### [Some records]
* * * *

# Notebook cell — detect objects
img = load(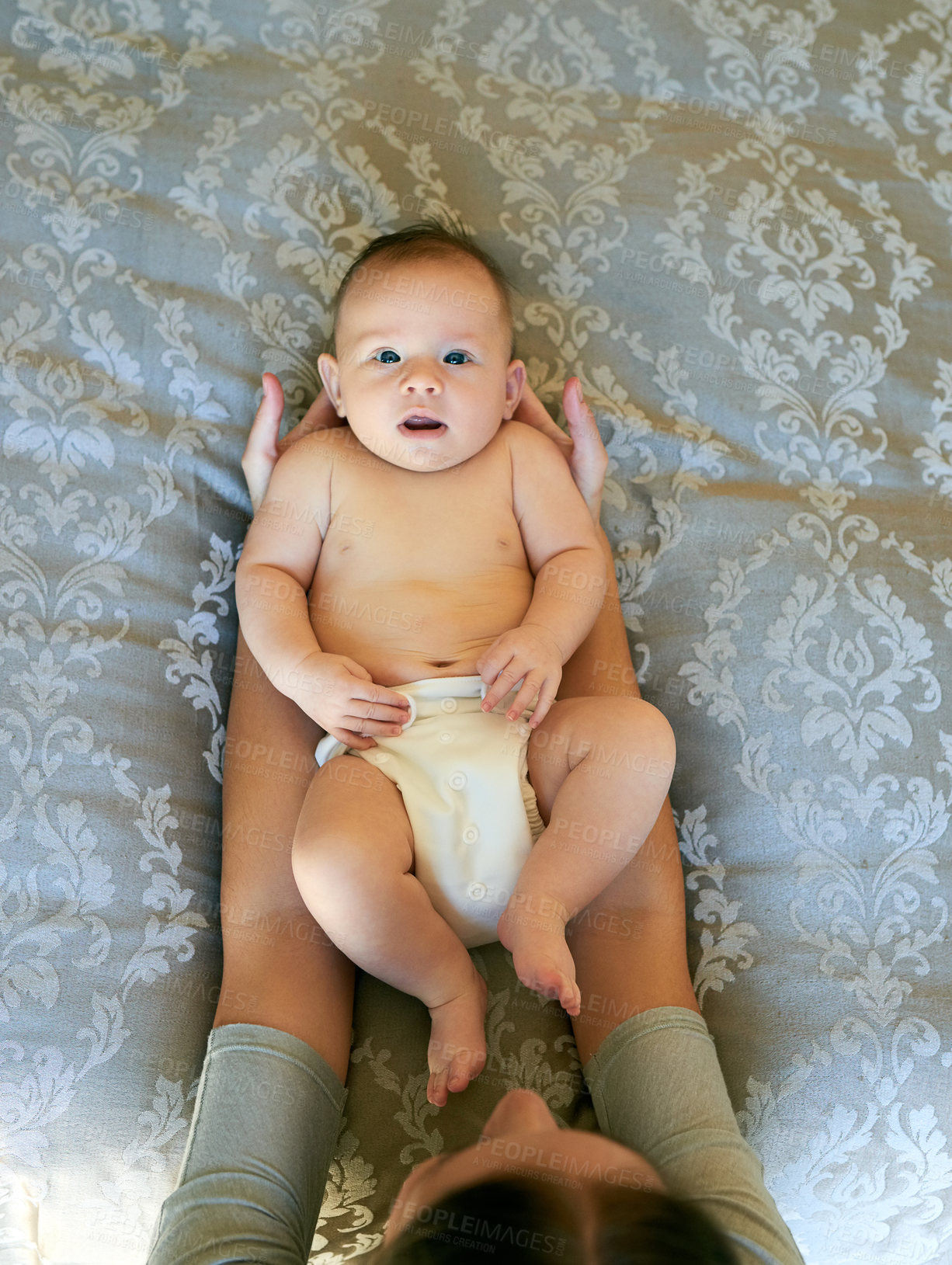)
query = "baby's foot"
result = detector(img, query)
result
[426,963,488,1107]
[495,893,582,1014]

* * * *

### [GIVEN EXERCISE]
Identify every line in the material that contains the string "query", and copy each of those lines.

### [SOLUTION FOR THIS TASK]
query = "baby's foot"
result = detector(img, query)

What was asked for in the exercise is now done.